* begin Given records *
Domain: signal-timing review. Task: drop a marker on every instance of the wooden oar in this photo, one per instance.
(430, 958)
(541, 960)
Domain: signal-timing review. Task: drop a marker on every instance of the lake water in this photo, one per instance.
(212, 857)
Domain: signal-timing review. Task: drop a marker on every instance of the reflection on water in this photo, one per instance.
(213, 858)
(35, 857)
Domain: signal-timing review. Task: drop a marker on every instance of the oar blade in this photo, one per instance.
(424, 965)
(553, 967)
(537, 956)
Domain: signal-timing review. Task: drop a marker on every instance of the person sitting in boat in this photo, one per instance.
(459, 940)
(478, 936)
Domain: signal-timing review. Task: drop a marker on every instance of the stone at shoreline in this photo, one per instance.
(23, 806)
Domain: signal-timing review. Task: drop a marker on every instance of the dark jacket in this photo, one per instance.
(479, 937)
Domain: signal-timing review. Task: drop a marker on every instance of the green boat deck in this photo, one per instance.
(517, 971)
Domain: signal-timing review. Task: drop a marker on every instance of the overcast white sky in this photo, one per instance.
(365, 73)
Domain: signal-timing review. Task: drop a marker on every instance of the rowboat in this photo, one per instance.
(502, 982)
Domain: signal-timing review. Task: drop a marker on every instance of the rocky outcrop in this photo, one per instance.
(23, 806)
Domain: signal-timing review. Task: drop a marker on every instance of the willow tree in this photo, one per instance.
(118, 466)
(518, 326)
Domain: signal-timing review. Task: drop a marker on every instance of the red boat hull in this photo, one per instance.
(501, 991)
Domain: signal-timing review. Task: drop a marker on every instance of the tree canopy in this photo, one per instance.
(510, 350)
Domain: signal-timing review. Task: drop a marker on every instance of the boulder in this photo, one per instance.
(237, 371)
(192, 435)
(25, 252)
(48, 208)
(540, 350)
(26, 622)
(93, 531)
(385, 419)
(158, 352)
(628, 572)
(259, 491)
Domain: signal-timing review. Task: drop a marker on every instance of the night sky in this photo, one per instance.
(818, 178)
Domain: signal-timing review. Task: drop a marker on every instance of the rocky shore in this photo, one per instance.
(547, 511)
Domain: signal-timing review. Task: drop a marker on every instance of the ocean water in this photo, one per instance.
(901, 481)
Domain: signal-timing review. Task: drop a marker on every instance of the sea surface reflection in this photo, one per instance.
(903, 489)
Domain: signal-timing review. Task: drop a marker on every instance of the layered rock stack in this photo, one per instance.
* end Given records *
• _Written task_
Write out the material word for word, starting at the line that contains "reflection in this photo, one per instance." and stopping after the final line of the material.

• _Expected output_
Domain: signal-timing review. Task: drop a marker on every instance of the sea surface reflection in this photo, one per instance.
(903, 489)
Domain: signal-timing review. Task: drop a marker on every instance of the layered rock stack in this photo, one per instance.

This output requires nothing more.